Extracted data —
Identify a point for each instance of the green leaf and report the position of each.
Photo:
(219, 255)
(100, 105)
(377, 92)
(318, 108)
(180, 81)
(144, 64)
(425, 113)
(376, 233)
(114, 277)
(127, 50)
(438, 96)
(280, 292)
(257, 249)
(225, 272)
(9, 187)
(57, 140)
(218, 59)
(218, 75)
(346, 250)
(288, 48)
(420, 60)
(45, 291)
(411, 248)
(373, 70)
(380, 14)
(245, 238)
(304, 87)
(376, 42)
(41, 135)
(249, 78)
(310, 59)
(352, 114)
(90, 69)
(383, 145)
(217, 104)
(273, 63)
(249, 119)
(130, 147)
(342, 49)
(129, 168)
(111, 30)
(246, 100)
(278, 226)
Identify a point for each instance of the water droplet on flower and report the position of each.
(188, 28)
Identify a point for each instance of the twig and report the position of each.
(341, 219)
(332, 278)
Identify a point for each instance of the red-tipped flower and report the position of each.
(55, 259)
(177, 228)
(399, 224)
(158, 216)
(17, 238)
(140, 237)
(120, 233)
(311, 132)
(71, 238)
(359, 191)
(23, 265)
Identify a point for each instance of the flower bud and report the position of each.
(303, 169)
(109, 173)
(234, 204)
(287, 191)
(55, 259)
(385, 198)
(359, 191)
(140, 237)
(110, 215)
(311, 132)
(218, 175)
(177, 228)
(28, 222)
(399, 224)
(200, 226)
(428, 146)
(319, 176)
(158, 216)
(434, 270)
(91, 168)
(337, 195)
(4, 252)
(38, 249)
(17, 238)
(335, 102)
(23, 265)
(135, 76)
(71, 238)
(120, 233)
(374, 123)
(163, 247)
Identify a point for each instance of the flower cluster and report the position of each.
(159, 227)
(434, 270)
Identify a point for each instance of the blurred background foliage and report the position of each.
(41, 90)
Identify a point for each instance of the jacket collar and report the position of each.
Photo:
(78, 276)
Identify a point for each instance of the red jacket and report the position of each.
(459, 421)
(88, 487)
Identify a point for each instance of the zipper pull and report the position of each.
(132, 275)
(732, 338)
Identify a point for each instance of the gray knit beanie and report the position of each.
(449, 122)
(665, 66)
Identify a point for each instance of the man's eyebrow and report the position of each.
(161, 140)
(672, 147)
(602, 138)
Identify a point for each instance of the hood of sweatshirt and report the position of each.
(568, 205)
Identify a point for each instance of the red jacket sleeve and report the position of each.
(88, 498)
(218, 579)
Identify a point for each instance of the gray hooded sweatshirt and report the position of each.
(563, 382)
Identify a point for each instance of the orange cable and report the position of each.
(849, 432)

Objective — In the records above, find the line containing "Identify a point for each instance of the jacket"; please retype it and every line after it through the last line, exactly and with nothing else.

Result of the exercise —
Identify a point for each instance of the jacket collar and report the position of each.
Photo:
(78, 276)
Identify a point for each instance of the red jacket and report the position of each.
(459, 421)
(88, 487)
Identify a point for each instance of the zipper pull and report the position of each.
(132, 275)
(732, 338)
Identify a point for each instance of the gray knit beanie and report the position of each.
(449, 122)
(665, 66)
Identify a point for each instance of the man's eyebrow and report the position of each.
(161, 140)
(672, 147)
(602, 138)
Identify a point for each instance of the hood of sweatshirt and report the position of each.
(568, 205)
Identify a point for each instance of the red jacket sleeve and report the position of each.
(88, 498)
(218, 579)
Identify a point for each instance of the gray hooded sweatshirt and report the position of each.
(563, 382)
Identify a point for each instance of the orange cable and report the position of each.
(849, 432)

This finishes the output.